▶ **TASK DESCRIPTION**
Copy the listing below word for word, leaving out the pictures.

▶ **MATERIAL SUPPLIED**
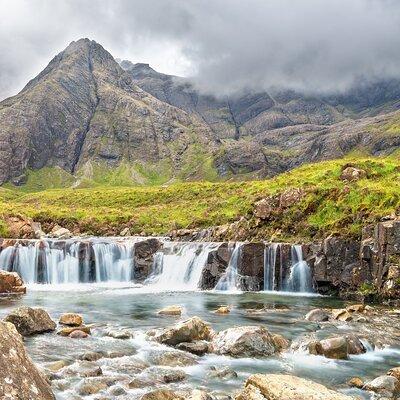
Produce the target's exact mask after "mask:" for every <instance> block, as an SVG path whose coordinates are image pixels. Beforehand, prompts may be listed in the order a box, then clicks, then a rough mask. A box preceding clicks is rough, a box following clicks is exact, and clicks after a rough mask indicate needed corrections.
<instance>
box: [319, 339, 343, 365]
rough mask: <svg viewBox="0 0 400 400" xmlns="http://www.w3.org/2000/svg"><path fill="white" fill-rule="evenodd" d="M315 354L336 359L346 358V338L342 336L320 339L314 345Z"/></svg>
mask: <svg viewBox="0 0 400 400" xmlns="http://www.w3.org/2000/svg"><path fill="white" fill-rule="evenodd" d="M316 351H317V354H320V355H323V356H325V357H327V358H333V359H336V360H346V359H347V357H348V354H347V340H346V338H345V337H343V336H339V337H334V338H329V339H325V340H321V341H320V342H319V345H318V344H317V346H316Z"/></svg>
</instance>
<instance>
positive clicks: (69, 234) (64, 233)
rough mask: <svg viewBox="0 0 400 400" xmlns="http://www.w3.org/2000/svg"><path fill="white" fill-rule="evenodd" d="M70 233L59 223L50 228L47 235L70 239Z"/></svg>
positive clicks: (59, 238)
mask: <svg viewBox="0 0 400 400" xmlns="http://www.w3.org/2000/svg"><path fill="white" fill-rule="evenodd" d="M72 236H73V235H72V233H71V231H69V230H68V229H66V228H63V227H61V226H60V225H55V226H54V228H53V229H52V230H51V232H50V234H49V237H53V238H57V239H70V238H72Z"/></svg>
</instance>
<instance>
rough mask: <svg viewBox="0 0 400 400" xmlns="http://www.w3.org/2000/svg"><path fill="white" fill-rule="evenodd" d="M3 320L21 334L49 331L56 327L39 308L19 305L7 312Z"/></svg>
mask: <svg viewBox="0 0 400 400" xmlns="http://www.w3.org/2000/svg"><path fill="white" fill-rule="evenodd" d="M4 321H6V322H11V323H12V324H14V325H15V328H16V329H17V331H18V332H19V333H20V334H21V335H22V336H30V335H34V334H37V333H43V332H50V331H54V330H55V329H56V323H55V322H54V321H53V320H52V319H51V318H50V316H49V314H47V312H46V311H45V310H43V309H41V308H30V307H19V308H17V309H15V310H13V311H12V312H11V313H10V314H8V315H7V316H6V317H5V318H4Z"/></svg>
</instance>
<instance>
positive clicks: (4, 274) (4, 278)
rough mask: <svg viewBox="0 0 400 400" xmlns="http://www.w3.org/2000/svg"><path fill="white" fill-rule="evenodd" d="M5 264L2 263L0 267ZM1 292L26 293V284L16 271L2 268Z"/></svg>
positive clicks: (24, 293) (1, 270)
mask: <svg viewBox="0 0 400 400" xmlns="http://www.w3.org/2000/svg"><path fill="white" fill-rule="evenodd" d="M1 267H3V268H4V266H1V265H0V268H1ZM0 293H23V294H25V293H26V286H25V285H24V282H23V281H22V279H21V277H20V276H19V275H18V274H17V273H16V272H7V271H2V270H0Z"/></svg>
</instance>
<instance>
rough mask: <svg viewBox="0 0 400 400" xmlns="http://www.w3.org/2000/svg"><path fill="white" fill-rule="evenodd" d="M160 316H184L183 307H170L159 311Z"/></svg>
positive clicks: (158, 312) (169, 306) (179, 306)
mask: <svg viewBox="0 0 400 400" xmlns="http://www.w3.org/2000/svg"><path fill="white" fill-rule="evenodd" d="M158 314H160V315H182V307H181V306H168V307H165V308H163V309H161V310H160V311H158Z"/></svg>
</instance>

▶ **EXERCISE RESPONSE**
Produce the target's exact mask after "mask:" for every <instance> block, as an SVG path whose coordinates are image pixels. Beforehand, prompts may be listed in the order a box, then clicks, then a rough mask. A box preceding clicks is rough, a box following clicks is exact, and clicks after a rough mask indicate needed corrections.
<instance>
box: [319, 339, 343, 365]
rough mask: <svg viewBox="0 0 400 400" xmlns="http://www.w3.org/2000/svg"><path fill="white" fill-rule="evenodd" d="M315 354L336 359L346 358V338L342 336L320 339L314 345Z"/></svg>
mask: <svg viewBox="0 0 400 400" xmlns="http://www.w3.org/2000/svg"><path fill="white" fill-rule="evenodd" d="M316 351H317V354H320V355H323V356H325V357H327V358H333V359H336V360H346V359H347V357H348V354H347V340H346V338H345V337H343V336H339V337H334V338H329V339H325V340H321V341H320V342H319V345H318V344H317V346H316Z"/></svg>
</instance>
<instance>
positive clicks: (69, 234) (64, 233)
rough mask: <svg viewBox="0 0 400 400" xmlns="http://www.w3.org/2000/svg"><path fill="white" fill-rule="evenodd" d="M70 233L59 223L50 228L47 235L70 239Z"/></svg>
positive clicks: (59, 238)
mask: <svg viewBox="0 0 400 400" xmlns="http://www.w3.org/2000/svg"><path fill="white" fill-rule="evenodd" d="M72 236H73V235H72V233H71V231H69V230H68V229H66V228H63V227H61V226H60V225H55V226H54V228H53V229H52V230H51V232H50V234H49V237H53V238H57V239H70V238H72Z"/></svg>
</instance>
<instance>
rough mask: <svg viewBox="0 0 400 400" xmlns="http://www.w3.org/2000/svg"><path fill="white" fill-rule="evenodd" d="M3 320L21 334L49 331L56 327L39 308L19 305L7 312Z"/></svg>
mask: <svg viewBox="0 0 400 400" xmlns="http://www.w3.org/2000/svg"><path fill="white" fill-rule="evenodd" d="M4 321H6V322H11V323H12V324H14V325H15V328H16V329H17V331H18V332H19V333H20V334H21V335H22V336H30V335H34V334H37V333H43V332H50V331H54V330H55V329H56V323H55V322H54V321H53V320H52V319H51V318H50V316H49V314H47V312H46V311H45V310H43V309H41V308H30V307H19V308H17V309H15V310H13V311H12V312H11V313H10V314H8V315H7V316H6V317H5V318H4Z"/></svg>
</instance>
<instance>
positive clicks: (4, 274) (4, 278)
rough mask: <svg viewBox="0 0 400 400" xmlns="http://www.w3.org/2000/svg"><path fill="white" fill-rule="evenodd" d="M5 264L2 263L0 267ZM1 292L26 293V284L16 271L2 268Z"/></svg>
positive clicks: (24, 293) (1, 270)
mask: <svg viewBox="0 0 400 400" xmlns="http://www.w3.org/2000/svg"><path fill="white" fill-rule="evenodd" d="M1 267H3V268H4V266H1V265H0V268H1ZM0 293H23V294H25V293H26V286H25V285H24V282H23V281H22V279H21V277H20V276H19V275H18V274H17V273H16V272H7V271H2V270H0Z"/></svg>
</instance>
<instance>
rough mask: <svg viewBox="0 0 400 400" xmlns="http://www.w3.org/2000/svg"><path fill="white" fill-rule="evenodd" d="M160 316H184L183 307H170L159 311Z"/></svg>
positive clicks: (158, 312) (169, 306) (179, 306)
mask: <svg viewBox="0 0 400 400" xmlns="http://www.w3.org/2000/svg"><path fill="white" fill-rule="evenodd" d="M158 314H160V315H182V307H181V306H168V307H165V308H163V309H161V310H160V311H158Z"/></svg>
</instance>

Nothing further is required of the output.